(Point annotation data)
────────────────────────────────────────

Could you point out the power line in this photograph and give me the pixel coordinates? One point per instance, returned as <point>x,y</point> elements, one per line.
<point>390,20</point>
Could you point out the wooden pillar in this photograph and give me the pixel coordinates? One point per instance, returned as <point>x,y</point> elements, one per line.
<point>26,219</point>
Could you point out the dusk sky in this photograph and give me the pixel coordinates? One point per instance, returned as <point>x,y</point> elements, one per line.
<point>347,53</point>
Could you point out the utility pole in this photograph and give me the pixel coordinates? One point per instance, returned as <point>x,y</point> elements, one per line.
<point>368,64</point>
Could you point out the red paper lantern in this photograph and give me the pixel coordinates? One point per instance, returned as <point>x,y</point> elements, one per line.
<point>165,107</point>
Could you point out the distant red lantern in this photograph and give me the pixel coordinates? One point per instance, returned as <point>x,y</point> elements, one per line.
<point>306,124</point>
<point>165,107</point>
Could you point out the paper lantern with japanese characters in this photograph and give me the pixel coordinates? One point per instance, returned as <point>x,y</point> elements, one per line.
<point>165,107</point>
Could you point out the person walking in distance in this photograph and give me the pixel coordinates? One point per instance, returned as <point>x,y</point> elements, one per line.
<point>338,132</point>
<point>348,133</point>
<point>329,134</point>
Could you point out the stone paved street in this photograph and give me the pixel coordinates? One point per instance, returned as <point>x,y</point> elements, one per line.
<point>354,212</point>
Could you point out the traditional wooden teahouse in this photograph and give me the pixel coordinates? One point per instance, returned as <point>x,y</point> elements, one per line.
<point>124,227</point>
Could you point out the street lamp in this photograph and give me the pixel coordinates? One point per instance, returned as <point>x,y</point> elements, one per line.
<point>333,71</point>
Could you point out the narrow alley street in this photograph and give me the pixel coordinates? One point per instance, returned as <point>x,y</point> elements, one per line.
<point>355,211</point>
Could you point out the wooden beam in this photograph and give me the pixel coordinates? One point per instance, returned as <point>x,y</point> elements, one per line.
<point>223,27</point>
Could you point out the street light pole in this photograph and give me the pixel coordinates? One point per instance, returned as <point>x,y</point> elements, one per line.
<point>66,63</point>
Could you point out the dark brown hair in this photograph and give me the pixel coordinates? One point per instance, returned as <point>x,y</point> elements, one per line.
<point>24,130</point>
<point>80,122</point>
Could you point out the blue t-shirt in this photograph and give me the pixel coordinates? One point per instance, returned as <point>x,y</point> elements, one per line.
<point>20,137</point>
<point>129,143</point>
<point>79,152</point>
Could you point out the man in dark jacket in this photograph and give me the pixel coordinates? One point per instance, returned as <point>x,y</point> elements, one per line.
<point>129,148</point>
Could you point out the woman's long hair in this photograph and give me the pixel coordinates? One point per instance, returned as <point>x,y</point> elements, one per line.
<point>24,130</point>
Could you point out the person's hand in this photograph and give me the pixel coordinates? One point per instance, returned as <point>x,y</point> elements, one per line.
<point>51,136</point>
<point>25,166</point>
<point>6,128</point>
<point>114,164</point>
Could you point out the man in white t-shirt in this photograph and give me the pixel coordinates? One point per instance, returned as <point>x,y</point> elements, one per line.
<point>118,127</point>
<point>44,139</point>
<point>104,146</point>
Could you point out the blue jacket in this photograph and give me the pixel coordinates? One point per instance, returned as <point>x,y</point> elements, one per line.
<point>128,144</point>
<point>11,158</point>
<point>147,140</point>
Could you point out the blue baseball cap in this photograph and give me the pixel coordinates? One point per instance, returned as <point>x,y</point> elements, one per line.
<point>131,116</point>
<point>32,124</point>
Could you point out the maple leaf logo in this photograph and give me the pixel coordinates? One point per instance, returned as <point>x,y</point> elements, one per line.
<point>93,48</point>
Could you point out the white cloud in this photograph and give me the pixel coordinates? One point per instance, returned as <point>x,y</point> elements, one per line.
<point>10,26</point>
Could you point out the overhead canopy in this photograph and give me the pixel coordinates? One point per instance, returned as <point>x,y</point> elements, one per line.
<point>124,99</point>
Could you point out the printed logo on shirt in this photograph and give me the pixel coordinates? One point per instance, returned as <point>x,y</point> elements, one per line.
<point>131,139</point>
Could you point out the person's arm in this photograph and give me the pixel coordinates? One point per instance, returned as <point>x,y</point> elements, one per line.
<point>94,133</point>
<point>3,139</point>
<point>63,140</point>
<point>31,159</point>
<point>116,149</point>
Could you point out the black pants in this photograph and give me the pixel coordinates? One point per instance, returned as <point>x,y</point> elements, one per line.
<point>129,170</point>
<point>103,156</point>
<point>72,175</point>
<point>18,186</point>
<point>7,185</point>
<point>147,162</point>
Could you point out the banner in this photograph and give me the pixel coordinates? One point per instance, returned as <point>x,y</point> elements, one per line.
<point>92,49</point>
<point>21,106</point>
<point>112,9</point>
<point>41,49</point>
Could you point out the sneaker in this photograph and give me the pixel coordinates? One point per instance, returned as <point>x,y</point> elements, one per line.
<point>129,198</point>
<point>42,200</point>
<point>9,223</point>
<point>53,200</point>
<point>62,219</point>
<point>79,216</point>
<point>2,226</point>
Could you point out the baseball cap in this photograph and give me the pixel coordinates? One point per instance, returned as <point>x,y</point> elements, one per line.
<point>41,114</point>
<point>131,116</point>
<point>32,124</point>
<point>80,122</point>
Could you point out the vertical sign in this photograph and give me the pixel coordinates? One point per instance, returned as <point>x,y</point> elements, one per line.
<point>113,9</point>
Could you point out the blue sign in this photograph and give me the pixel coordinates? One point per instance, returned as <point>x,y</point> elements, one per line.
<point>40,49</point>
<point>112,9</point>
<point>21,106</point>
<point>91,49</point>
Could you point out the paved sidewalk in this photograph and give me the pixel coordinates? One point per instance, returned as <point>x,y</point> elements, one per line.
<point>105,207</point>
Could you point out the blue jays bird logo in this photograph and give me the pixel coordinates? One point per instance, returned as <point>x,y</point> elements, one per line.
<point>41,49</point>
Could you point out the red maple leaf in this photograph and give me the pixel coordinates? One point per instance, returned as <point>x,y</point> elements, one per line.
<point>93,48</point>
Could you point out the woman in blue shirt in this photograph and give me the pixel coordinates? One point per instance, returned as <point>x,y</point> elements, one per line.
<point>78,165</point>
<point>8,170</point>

────────────────────────────────────────

* **GOAL**
Reproduce all of the data above, line for line, without changing a single character.

* **COMPLETED TASK**
Could you point out the power line in this photograph and give me the pixel coordinates? One point per instance, returned as <point>x,y</point> elements, one per line.
<point>390,20</point>
Could you point out the wooden pillar in this photograph and give me the pixel coordinates? One point per instance, returned as <point>x,y</point> elements, one per line.
<point>26,219</point>
Could you point out the dusk sky in this photograph and give me the pixel coordinates? One point per instance, returned as <point>x,y</point> elements, one per line.
<point>347,53</point>
Could you point out the utility pole in this photograph and give me the pixel coordinates? One point per instance, returned as <point>x,y</point> elements, one per line.
<point>368,64</point>
Could you point out the red paper lantern in this photograph and give me the pixel coordinates? One point per instance, returned as <point>x,y</point> elements, one per line.
<point>165,107</point>
Could you point out the distant red lantern in this photograph and give me the pixel coordinates? One point per instance, returned as <point>x,y</point> elements, one per line.
<point>306,124</point>
<point>165,107</point>
Could you point out the paper lantern with japanese characters in this photograph and give me the pixel coordinates? One point per instance, returned as <point>x,y</point> elements, one per line.
<point>165,107</point>
Could you point out the person walking in distance in this photograph and give me the pixel coordinates? One point per instance, returned as <point>x,y</point> elements, one per line.
<point>338,132</point>
<point>348,133</point>
<point>329,134</point>
Could you point out the stone paved street in this photograph and give me the pixel coordinates? One point per instance, returned as <point>x,y</point> elements, one per line.
<point>354,212</point>
Could you point out the traditional wooden teahouse in this photograph and give me the pixel coordinates? One point per instance, returned as <point>x,y</point> elements, one per line.
<point>124,227</point>
Could you point out the street lamp in this photograph and give me the pixel coordinates? One point per instance, returned as <point>x,y</point> elements, one per line.
<point>333,71</point>
Could you point out the narrow alley street in this photograph and give me the pixel coordinates? One point per instance, returned as <point>x,y</point> elements, one per line.
<point>355,211</point>
Could you point out the wooden beam in this photograph and give me the pixel coordinates? One point per instance, returned as <point>x,y</point> elements, one per line.
<point>223,27</point>
Could you point out the street light pole in this photograph and give me the pixel coordinates? One point per instance, returned as <point>x,y</point> elements, one per line.
<point>66,63</point>
Could you point out the dark brown hair in this photograph and give me the pixel coordinates? One point per instance, returned as <point>x,y</point> elements, one per line.
<point>24,130</point>
<point>80,122</point>
Could you point out the blue t-shirt in this photograph and give me the pixel coordinates? One point per instance, returned as <point>x,y</point> elements, one per line.
<point>20,137</point>
<point>129,143</point>
<point>79,152</point>
Could you point out the man in dark jacket in this photograph and give me the pixel coordinates? One point per instance, returned as <point>x,y</point> elements, one per line.
<point>129,148</point>
Could you point out the woman's long hair in this photograph and give me the pixel coordinates? One point per instance, returned as <point>x,y</point> elements, one per line.
<point>24,130</point>
Could you point out the person's hand in this photograph and give me the pixel coordinates? One point per instance, returned as <point>x,y</point> elements, one per line.
<point>51,136</point>
<point>25,166</point>
<point>6,128</point>
<point>114,164</point>
Could you point out the man in white t-shirt in this photograph and give me the pixel coordinates? One point per instance, returned as <point>x,y</point> elements, one per line.
<point>118,127</point>
<point>44,139</point>
<point>104,146</point>
Could you point out the blue jacket in this photograph and give me the pixel coordinates? One point per instance, returned as <point>x,y</point> elements, one per line.
<point>128,144</point>
<point>11,158</point>
<point>147,140</point>
Could you point out the blue baseball cap in this photograph and give me the pixel coordinates? One point per instance, returned as <point>x,y</point> elements, one per line.
<point>131,116</point>
<point>32,124</point>
Could you point out the maple leaf logo in this photograph and give me the pixel coordinates? One point per instance, returned as <point>x,y</point> elements, one per line.
<point>93,48</point>
Could you point out the white cloud in this photograph and give me the pixel coordinates? One point per instance, returned as <point>x,y</point> elements, one per line.
<point>10,26</point>
Could you point out the overhead canopy in this photograph and give me the pixel coordinates? One point per instance, returned as <point>x,y</point> elements, one per line.
<point>124,99</point>
Could you point out the printed logo on shirt in this photograph and give me the pixel coordinates? One point per instance, returned as <point>x,y</point> elements, one per line.
<point>131,139</point>
Could you point out the person's arm in this photograph and give me the pixel coordinates? One point per instance, returned as <point>x,y</point> elements, one per line.
<point>94,133</point>
<point>3,139</point>
<point>63,140</point>
<point>31,159</point>
<point>116,149</point>
Could you point out the black pants in this photograph and give me the pixel coordinates? One point per instance, returned as <point>x,y</point> elements, one per line.
<point>129,170</point>
<point>103,156</point>
<point>72,175</point>
<point>18,186</point>
<point>7,185</point>
<point>147,162</point>
Could you point out the banner in this photograph and give me the pixel coordinates? One point per instance, returned as <point>x,y</point> elements, one per line.
<point>92,49</point>
<point>21,106</point>
<point>112,9</point>
<point>41,49</point>
Could you point out the sneaker in this photograph and give me the pixel coordinates? One point per instance, returned as <point>x,y</point> elements, one per line.
<point>129,198</point>
<point>42,200</point>
<point>9,223</point>
<point>53,200</point>
<point>62,219</point>
<point>79,216</point>
<point>2,226</point>
Could you point out the baseball cap in this photograph and give me the pixel coordinates? One point per instance, returned as <point>x,y</point> elements, one per line.
<point>41,114</point>
<point>131,116</point>
<point>32,124</point>
<point>80,122</point>
Could you point out the vertical sign in this photograph and give me the pixel coordinates? One point per instance, returned as <point>x,y</point> elements, one per line.
<point>113,9</point>
Could you point out the blue sign in this photograph and give me the pixel coordinates? One point per instance, returned as <point>x,y</point> elements, one per line.
<point>40,49</point>
<point>112,9</point>
<point>21,106</point>
<point>91,49</point>
Could you point out the paved sidewalk in this photograph and give me the pixel coordinates? One point per instance, returned as <point>x,y</point> elements, one per line.
<point>105,207</point>
Could you point out the blue jays bird logo in this photograph and give me the pixel coordinates? One point per instance, returned as <point>x,y</point> elements, one per line.
<point>41,49</point>
Could you point out the red maple leaf in this photograph and give me the pixel coordinates? One point per instance, returned as <point>x,y</point> elements, one per line.
<point>93,48</point>
Could you point out the woman in blue shirt in this photograph and give me the pixel coordinates? One point per instance, returned as <point>x,y</point> elements, one per line.
<point>78,165</point>
<point>8,170</point>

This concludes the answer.